How many lines in the entries below contain the string "birch"? Reply with the number alone.

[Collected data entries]
....

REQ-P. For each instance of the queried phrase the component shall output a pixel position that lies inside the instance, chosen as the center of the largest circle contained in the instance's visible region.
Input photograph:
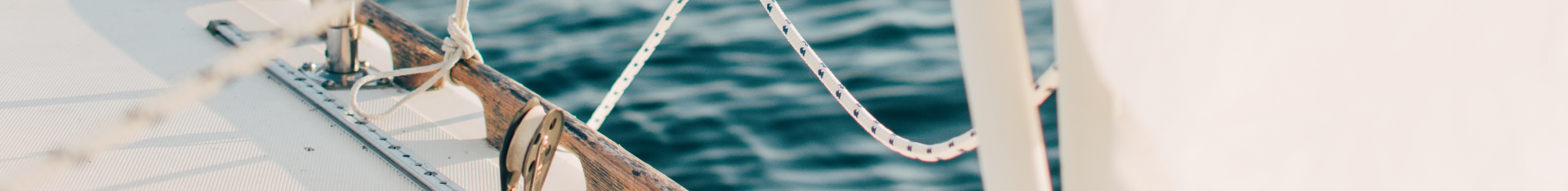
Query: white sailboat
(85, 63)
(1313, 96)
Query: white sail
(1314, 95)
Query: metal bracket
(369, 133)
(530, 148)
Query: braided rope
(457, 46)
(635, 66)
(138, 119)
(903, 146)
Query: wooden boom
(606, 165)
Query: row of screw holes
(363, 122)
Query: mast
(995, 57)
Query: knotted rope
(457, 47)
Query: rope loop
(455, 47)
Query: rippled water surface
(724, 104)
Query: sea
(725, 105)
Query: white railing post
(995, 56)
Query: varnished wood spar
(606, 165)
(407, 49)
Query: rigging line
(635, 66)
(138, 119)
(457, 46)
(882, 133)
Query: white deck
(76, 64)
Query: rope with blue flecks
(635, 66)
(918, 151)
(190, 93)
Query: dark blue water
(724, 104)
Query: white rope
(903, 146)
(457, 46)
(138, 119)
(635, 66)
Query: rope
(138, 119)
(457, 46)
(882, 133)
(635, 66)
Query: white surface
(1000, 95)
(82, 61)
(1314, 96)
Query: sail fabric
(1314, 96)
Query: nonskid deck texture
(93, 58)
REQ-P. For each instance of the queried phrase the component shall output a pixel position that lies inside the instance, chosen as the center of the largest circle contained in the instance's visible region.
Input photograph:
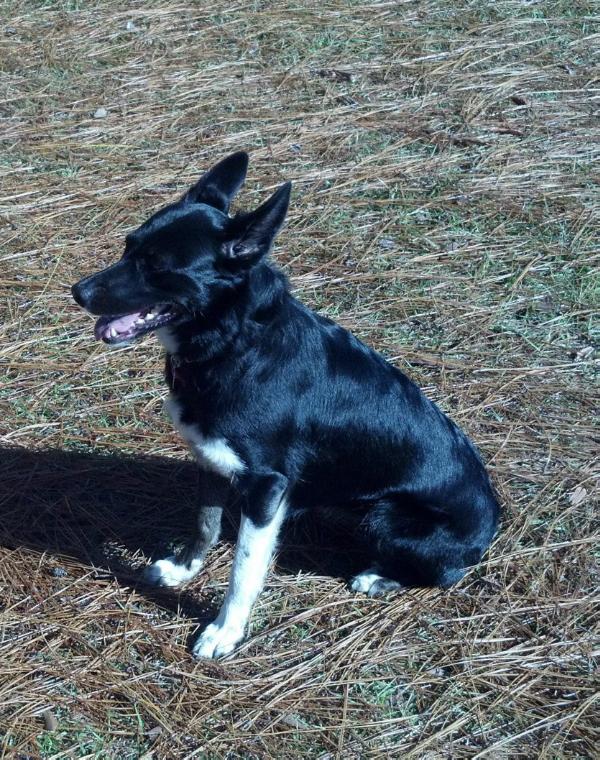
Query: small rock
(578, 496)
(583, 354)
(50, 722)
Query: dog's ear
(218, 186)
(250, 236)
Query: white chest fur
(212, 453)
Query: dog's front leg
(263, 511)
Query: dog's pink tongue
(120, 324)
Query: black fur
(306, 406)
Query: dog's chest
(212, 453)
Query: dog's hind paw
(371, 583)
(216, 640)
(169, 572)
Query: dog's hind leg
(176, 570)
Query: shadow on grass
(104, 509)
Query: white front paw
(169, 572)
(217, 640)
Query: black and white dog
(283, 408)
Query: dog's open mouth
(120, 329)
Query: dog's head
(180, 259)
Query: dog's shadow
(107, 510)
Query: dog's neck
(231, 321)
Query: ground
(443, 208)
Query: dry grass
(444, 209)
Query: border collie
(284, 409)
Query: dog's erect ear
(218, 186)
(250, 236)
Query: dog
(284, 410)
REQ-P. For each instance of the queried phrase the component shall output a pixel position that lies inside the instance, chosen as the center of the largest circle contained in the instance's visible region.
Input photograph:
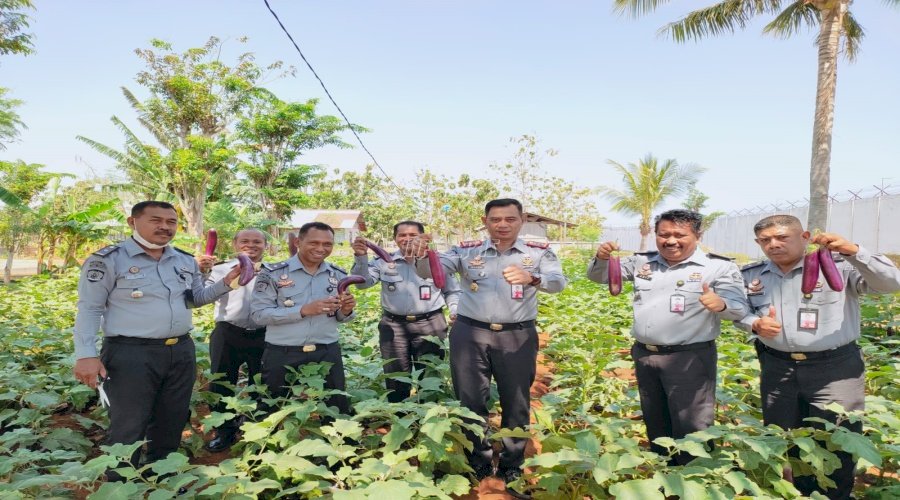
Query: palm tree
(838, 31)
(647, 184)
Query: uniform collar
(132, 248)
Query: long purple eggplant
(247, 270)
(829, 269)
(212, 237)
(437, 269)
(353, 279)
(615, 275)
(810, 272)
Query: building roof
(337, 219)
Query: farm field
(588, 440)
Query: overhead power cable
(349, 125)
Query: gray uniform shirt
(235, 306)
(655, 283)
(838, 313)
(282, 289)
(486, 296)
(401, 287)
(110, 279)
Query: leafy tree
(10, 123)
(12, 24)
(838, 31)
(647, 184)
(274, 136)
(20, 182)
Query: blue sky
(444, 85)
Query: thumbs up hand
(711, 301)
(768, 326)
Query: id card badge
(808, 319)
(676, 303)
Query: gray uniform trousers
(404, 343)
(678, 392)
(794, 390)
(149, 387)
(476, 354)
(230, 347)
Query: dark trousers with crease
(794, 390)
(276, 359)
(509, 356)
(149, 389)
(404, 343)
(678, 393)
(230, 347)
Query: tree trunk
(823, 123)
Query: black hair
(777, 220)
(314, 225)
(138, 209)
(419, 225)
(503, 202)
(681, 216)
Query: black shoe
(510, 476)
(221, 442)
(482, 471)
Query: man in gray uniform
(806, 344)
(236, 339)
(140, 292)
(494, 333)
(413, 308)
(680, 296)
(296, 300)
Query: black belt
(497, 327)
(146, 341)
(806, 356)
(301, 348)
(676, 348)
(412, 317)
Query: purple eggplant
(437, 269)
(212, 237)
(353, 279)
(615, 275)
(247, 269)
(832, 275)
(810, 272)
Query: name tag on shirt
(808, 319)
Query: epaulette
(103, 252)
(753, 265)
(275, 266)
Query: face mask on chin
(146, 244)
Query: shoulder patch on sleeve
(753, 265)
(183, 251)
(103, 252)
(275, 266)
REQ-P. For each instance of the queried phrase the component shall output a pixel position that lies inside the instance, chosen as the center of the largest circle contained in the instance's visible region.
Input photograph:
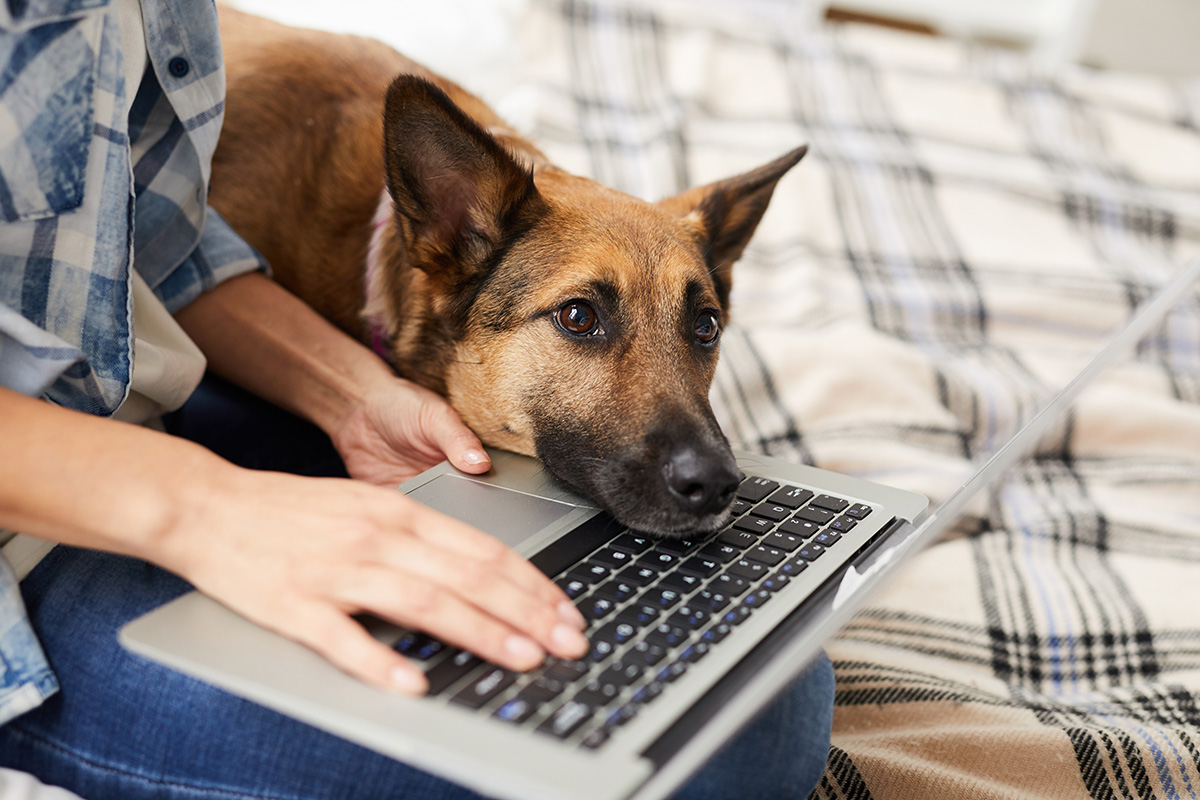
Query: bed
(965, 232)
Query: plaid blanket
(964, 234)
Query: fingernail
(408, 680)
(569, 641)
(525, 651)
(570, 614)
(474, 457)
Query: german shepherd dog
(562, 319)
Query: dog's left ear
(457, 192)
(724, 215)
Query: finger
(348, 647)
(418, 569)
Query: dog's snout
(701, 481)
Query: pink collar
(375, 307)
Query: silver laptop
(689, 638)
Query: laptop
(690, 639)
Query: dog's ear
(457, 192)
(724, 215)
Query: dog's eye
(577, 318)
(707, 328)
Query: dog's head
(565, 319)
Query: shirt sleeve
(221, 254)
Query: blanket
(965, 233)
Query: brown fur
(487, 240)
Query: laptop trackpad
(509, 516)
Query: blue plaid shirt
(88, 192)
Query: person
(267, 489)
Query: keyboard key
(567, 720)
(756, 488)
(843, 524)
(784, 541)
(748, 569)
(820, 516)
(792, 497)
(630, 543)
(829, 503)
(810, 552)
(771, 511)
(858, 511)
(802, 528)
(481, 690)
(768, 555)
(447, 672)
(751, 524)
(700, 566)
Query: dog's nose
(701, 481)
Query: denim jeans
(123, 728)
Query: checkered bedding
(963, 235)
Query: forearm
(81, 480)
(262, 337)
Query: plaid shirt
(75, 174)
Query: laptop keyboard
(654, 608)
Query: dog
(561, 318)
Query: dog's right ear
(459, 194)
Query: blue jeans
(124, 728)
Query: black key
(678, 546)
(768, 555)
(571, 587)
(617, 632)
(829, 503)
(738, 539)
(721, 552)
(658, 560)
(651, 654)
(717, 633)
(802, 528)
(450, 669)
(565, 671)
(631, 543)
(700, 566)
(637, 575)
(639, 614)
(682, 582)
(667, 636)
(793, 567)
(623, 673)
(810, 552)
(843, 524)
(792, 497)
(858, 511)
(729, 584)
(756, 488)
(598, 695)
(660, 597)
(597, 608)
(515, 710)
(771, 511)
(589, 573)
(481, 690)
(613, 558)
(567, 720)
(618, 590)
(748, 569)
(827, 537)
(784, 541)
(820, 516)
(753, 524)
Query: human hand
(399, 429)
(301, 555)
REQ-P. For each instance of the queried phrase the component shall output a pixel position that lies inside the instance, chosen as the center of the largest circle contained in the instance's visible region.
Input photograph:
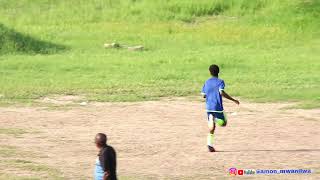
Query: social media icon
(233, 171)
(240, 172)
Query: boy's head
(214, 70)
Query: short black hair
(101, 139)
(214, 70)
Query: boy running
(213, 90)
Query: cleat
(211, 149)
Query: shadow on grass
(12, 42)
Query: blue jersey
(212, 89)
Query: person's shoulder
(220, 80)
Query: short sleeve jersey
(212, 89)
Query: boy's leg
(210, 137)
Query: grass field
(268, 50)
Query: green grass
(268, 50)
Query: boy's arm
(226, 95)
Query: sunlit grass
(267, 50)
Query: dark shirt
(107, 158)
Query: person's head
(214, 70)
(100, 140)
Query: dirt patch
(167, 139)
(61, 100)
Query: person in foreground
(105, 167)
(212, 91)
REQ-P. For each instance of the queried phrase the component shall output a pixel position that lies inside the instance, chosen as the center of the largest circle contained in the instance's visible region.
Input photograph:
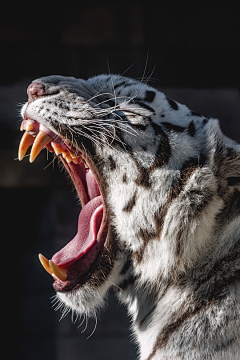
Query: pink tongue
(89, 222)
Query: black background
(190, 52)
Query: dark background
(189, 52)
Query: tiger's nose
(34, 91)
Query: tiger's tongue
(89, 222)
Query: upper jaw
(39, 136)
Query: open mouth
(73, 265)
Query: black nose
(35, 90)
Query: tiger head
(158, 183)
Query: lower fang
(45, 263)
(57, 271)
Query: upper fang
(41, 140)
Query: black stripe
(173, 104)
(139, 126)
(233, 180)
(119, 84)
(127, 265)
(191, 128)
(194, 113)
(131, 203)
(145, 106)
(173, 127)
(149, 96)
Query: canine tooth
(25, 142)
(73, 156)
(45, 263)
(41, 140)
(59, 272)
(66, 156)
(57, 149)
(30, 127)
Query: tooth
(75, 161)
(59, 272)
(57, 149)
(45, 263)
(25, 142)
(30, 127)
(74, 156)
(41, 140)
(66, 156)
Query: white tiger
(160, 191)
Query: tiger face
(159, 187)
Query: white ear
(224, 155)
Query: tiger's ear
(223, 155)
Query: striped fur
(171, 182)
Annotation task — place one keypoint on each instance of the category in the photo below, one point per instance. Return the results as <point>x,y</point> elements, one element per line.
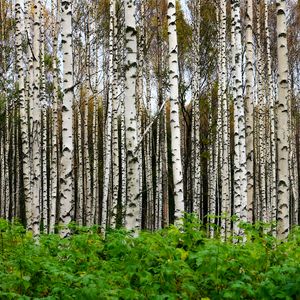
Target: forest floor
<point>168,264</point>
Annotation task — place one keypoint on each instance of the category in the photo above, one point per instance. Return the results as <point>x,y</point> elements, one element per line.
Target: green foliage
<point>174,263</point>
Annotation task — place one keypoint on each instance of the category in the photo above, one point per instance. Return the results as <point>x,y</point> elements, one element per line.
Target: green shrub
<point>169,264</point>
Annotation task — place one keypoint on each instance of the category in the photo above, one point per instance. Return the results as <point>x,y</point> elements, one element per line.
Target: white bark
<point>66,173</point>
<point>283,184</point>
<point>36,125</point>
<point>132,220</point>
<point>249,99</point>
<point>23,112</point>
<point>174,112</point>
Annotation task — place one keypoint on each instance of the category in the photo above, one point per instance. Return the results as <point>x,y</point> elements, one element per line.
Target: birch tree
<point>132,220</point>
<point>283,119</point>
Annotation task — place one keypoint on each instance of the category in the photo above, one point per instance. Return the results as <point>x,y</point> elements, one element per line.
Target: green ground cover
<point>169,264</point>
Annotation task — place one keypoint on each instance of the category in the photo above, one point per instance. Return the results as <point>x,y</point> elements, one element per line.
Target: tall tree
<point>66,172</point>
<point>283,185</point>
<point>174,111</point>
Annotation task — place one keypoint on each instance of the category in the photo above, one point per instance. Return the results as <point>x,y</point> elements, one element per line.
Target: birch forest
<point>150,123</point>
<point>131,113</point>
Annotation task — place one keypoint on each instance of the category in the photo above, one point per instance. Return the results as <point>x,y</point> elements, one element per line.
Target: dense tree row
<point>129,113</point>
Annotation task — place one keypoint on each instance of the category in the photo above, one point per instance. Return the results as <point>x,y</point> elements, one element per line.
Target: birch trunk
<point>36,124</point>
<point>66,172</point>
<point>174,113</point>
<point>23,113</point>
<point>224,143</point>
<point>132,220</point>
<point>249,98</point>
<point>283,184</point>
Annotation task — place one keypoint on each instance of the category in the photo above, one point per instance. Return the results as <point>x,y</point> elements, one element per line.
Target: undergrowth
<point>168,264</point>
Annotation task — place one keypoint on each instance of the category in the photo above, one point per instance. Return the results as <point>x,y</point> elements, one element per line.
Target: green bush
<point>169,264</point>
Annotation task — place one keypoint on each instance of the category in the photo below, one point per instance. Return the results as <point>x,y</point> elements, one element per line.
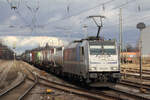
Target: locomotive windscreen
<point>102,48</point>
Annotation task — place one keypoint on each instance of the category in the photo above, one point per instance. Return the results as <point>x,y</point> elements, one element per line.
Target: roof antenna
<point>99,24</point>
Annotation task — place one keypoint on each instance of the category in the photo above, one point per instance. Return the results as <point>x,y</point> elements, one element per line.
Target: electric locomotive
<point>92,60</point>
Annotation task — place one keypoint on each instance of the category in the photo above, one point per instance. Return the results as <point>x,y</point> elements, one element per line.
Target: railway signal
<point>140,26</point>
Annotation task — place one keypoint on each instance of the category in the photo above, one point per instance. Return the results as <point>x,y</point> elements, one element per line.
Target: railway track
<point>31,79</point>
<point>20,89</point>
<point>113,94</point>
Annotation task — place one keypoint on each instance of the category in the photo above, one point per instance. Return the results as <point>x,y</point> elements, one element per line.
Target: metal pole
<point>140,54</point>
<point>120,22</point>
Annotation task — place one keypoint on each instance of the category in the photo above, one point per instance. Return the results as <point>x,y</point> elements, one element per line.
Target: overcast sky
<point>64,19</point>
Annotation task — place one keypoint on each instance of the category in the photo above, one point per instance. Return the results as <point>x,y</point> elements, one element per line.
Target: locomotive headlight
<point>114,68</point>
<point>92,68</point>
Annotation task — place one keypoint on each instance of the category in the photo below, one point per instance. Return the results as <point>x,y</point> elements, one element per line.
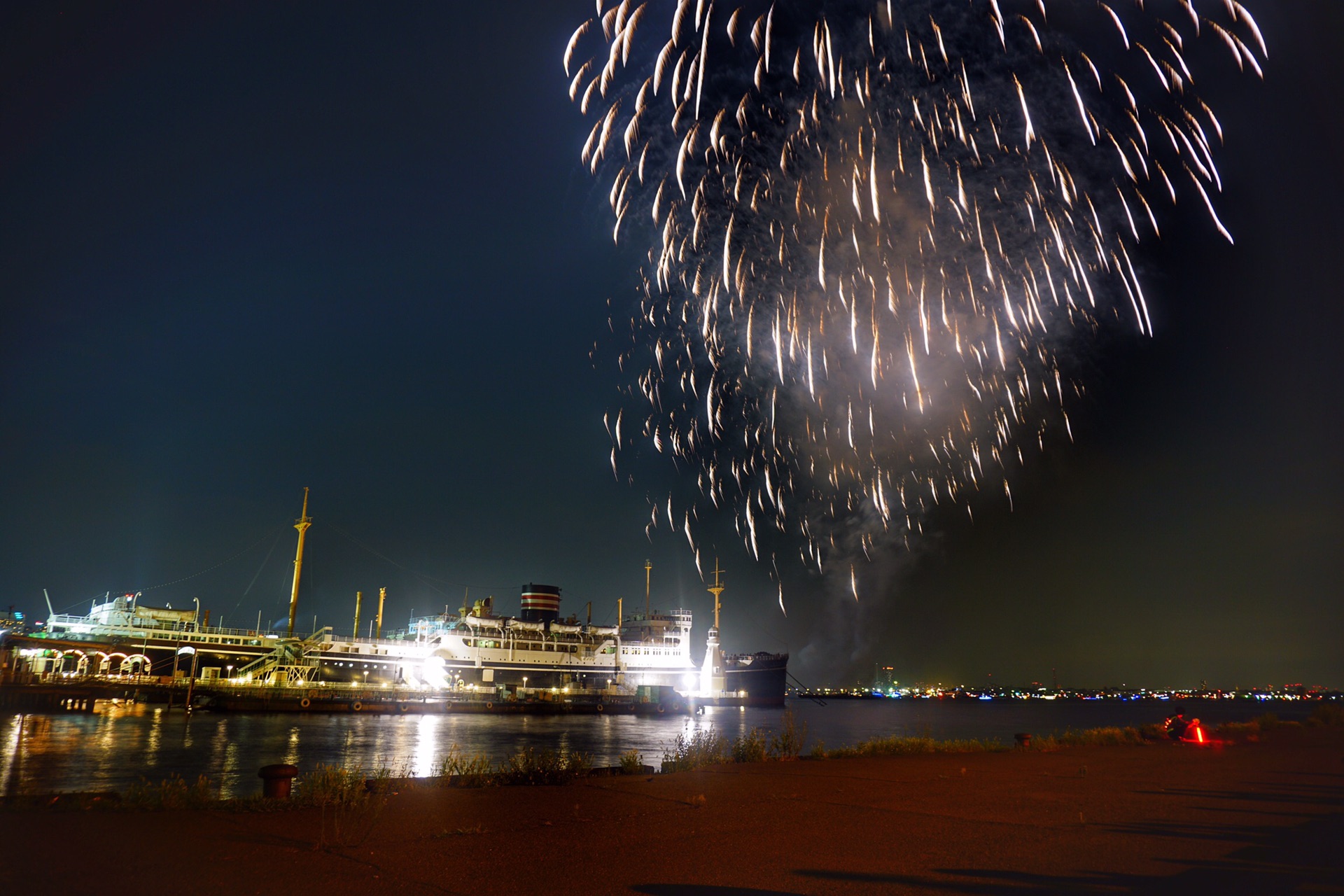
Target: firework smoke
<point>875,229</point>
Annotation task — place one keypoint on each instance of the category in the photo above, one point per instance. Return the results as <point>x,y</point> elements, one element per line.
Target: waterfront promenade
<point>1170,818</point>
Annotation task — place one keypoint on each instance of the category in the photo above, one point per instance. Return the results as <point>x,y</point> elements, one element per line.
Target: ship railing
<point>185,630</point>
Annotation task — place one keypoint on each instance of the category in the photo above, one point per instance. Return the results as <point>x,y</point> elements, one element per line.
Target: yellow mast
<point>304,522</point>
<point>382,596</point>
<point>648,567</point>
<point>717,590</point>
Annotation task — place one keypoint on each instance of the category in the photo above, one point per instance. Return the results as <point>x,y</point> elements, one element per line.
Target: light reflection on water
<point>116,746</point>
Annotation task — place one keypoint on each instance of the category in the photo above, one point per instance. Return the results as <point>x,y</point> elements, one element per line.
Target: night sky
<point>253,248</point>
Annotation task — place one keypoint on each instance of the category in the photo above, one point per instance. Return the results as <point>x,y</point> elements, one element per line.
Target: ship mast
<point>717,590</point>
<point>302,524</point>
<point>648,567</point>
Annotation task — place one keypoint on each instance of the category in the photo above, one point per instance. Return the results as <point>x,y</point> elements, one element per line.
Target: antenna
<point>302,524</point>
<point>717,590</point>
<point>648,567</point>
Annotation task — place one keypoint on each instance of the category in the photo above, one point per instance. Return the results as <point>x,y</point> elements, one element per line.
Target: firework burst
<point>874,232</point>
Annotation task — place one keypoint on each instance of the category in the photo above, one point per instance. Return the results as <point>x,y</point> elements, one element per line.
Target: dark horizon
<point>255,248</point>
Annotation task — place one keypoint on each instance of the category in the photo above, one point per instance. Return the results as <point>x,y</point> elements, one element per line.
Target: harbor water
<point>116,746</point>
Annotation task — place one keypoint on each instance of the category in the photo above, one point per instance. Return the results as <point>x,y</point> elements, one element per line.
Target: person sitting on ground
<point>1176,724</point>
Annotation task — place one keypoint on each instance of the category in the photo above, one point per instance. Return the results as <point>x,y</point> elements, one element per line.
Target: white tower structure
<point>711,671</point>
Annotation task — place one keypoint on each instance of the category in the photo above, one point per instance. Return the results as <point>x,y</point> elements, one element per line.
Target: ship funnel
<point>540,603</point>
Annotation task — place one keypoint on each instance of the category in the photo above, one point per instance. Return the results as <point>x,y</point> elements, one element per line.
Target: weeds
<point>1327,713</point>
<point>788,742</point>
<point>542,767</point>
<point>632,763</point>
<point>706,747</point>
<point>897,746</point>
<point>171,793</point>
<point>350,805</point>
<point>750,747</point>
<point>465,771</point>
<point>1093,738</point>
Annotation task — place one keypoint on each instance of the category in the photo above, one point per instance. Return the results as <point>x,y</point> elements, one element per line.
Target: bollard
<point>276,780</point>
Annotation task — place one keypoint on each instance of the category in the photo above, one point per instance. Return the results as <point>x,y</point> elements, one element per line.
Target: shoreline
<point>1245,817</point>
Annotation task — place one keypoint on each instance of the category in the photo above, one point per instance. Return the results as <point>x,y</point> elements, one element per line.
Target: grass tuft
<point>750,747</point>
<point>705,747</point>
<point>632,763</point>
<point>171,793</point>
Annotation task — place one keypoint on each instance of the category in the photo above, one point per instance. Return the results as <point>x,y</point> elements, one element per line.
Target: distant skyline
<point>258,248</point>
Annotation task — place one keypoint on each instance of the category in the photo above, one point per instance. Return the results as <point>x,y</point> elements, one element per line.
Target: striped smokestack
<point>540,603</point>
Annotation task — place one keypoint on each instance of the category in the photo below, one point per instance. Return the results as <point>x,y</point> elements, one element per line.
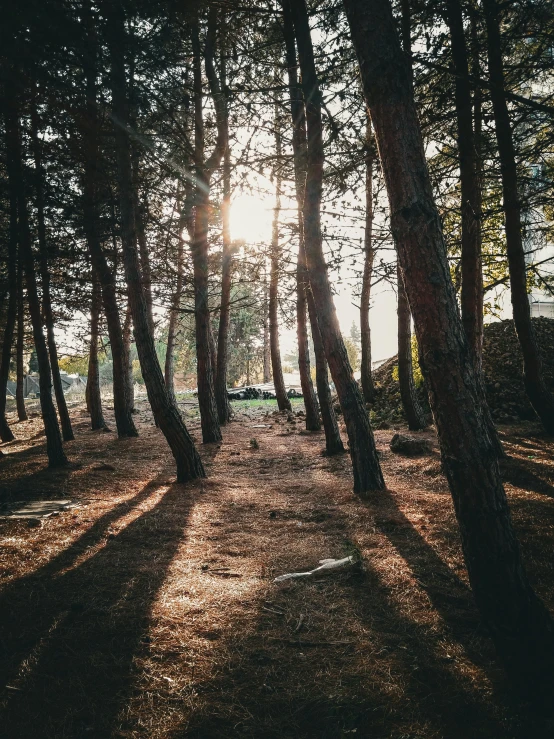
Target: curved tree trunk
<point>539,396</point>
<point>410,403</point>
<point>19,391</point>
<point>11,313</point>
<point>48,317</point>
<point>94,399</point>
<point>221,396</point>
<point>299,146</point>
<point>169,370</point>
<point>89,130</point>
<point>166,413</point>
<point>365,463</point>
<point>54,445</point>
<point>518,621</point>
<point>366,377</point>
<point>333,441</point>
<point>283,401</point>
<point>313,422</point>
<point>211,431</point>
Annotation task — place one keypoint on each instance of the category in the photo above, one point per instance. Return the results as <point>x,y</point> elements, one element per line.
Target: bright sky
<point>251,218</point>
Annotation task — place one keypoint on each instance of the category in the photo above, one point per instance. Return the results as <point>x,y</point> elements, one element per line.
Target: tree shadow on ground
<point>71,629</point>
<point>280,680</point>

....

** CORRECT ANSWER **
3